The expected output is every entry below, exact in every character.

Free-text object descriptions:
━━━━━━━━━━
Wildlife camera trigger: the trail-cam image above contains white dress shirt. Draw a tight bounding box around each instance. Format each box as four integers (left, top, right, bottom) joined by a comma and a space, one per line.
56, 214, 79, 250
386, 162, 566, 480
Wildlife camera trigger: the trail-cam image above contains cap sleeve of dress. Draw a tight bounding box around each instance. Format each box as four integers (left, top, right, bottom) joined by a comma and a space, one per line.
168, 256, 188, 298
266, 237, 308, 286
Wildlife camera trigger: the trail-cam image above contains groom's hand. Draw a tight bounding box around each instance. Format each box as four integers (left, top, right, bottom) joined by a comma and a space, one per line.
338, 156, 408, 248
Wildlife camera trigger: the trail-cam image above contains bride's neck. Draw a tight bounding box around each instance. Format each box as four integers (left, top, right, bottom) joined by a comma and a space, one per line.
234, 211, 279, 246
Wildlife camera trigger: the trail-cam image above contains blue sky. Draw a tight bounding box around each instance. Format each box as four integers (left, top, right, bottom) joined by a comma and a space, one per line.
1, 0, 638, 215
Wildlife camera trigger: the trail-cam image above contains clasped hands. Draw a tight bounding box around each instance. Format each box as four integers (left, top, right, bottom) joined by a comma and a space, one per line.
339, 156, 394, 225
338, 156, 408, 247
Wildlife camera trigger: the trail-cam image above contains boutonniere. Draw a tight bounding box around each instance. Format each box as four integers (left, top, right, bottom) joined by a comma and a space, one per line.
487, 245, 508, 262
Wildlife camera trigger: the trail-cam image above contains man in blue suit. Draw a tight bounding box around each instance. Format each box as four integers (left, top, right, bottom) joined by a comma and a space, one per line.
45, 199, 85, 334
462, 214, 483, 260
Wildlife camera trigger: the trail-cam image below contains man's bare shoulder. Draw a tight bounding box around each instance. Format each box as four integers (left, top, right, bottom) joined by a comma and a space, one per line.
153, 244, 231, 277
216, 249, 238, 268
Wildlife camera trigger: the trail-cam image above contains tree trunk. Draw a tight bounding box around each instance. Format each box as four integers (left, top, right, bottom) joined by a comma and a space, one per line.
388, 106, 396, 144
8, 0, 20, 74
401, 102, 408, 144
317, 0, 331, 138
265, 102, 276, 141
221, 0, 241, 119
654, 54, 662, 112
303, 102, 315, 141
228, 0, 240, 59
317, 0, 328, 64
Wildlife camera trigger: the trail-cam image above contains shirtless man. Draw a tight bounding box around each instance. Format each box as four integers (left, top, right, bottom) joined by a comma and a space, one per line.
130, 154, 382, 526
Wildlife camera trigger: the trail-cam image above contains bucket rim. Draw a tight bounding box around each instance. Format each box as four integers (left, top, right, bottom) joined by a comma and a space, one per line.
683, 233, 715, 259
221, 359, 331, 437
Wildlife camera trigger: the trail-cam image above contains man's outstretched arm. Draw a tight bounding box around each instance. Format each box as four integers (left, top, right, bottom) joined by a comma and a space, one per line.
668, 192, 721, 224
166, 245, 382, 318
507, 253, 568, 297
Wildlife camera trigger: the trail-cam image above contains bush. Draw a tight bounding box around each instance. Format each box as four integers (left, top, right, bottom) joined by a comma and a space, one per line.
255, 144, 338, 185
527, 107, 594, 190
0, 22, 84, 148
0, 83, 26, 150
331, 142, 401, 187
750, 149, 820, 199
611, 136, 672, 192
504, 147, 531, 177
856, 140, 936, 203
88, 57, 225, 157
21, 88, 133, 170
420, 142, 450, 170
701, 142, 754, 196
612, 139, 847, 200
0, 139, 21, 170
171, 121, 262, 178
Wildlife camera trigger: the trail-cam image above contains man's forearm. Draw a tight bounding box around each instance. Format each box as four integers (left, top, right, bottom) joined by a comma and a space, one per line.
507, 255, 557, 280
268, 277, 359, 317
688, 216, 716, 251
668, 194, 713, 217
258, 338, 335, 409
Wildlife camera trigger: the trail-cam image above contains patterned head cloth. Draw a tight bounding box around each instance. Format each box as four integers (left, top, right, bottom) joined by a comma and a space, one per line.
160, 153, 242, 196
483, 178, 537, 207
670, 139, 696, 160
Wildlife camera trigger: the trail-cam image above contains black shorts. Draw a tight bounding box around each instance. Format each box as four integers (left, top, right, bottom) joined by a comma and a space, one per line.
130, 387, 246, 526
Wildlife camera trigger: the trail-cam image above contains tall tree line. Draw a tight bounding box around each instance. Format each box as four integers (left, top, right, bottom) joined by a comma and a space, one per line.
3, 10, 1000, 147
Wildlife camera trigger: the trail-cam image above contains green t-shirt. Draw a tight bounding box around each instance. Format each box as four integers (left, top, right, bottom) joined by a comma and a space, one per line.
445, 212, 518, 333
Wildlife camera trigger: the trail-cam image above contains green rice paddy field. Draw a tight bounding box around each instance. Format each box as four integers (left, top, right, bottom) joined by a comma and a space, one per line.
━━━━━━━━━━
Task output:
Wildlife camera trigger: the trail-cam image above contains white dress shirt. Draw a tight bounding box around each instance. Format each box as four integers (left, top, right, bottom) joined by a comma and a space, one per line.
56, 214, 79, 250
386, 162, 566, 480
Wildlife camera trigger: the trail-cam image above contains cap sleeve of dress. Draw a tight bounding box around each instance. Format each box as four integers (left, top, right, bottom) joined by a comma and a space, one per line.
168, 256, 188, 298
266, 237, 308, 286
Wildlife camera trigger: the trail-cam image above contains groom's hand. Draw a tight bounding box around each instance. Format each box as four integers (left, top, right, bottom) joined by a comma and a space, one per line.
338, 156, 408, 248
Wildlife camera trigger: the trail-cam image above contains bride's neck. Draw a tight bounding box around each instance. Format each box as four integers (left, top, right, bottom) joined by a comma and a space, one per line.
234, 211, 279, 246
Wildlife camera trigger: the trail-cam image above contains blue sky. Draw a tight bounding box around each instance. Format each box as four integers (left, top, right, bottom) joined by a comma and a space, one per line.
1, 0, 638, 215
Wildlife camera trigger: the trail-cam image above contains clasped hands. Draw a tight bounding box around each instance. Format each box as four integers (left, top, right, bottom) joined by a comma and a space, one per line.
339, 156, 394, 225
338, 156, 408, 247
Wildlife camera trigger: the trail-cam image above contains boutonniere. Draw a tight bounding box around each instance. Format each box as four integers (left, top, right, bottom) joined by a comma and a space, one per line.
487, 245, 508, 262
Wildlife camera trigger: the trail-cam image above contains man in blue suit. Draw a tight bounding box around each instance. Format each box as four integers (left, top, right, bottom) joined by a comma and a space, one per line.
45, 199, 85, 334
462, 214, 483, 260
Wildlife camera trigger: the trail-cam image below contains man's bare shoulder. Draw a tight bounding box around each instance. Format each box as four integers (left, top, right, bottom) joined by a comma and a space, one per line.
153, 244, 231, 277
216, 249, 238, 268
Wildlife camera trigger: the trail-cam image above contains tree trunk. Draw a tight bounding box around each instance. Format each box as four integers (left, top, right, bottom) joined by a comma and a space, one per line.
388, 106, 396, 144
8, 0, 20, 74
401, 102, 408, 144
317, 0, 331, 138
265, 102, 276, 141
221, 0, 241, 119
654, 54, 662, 112
303, 102, 315, 141
228, 0, 240, 59
317, 0, 328, 64
Wildlife camera trigger: the trail-cam image above contains shirtless man. Draw a tight bounding box around each instance. Format each box as four integers (left, top, right, bottom) joined by a comma and a space, one per line.
130, 154, 382, 526
Wildlife camera trigger: the trail-cam image above contains bucket rim. Draw a tight bounding box around each instance. Format each box as four integers (left, top, right, bottom) joined by a comma and a space, one per line.
683, 233, 715, 259
221, 359, 331, 437
Wildlife camera trigger: the trail-cam image above contains man's outstretched arm. Draw a tight bounding box around each instance. Format each box as four integers (left, top, right, bottom) joined by a comma and a space, one per line.
668, 192, 721, 224
166, 245, 382, 318
507, 253, 568, 297
Wildlife camera trigger: the trail-cam image above contains bush. Draw a tight bounding box around each instance. Format each box as four integers (left, top, right, bottom) joined by a comma and a space, one per line.
255, 144, 338, 185
527, 107, 594, 190
0, 22, 84, 148
0, 83, 26, 150
331, 142, 401, 187
750, 149, 820, 199
611, 136, 672, 192
504, 147, 531, 177
856, 140, 936, 203
88, 57, 225, 157
21, 88, 133, 170
420, 142, 450, 170
701, 142, 754, 196
612, 139, 847, 200
0, 139, 21, 170
171, 121, 262, 178
Wildlife camera trigger: the trail-cam image above contains man's forearm. Draw a tight bounding box around each instance. Format each box as four integers (left, top, right, bottom) joined by a comma and a space, one per line.
507, 255, 557, 280
268, 277, 359, 317
688, 216, 716, 251
668, 194, 713, 217
258, 338, 335, 409
Wildlife camera trigger: the trail-cam image above contains patterned head cloth. Draw a tight bounding box around each instance. Format each box as four integers (left, top, right, bottom) joined by a comma and a space, one per line.
160, 153, 242, 196
483, 178, 537, 207
670, 139, 696, 160
Wildlife camera trigger: the trail-cam image above contains black shorts. Draw a tight bounding box around each instance. Format each box as four integers (left, top, right, bottom) joined by a comma and a space, one per line.
130, 387, 246, 526
Wildlife camera trigger: the trail-cam image above contains tall tree line. Draw a tight bounding box around each instance. Format each box as four integers (left, top, right, bottom) joined by a comma and a space, one per line.
3, 10, 1000, 147
Wildlife camera trigger: the trail-cam image above contains green t-shirt. Draw a tight bounding box around each instance. Format each box as four integers (left, top, right, bottom) joined by a comma and a space, one per line.
445, 212, 518, 333
Wildlife camera trigger: the trail-cam image above contains green rice paddy field. Draw a tight bounding box around each instance. Format each box as four integers (left, top, right, bottom) joined by a comma and a space, one per line.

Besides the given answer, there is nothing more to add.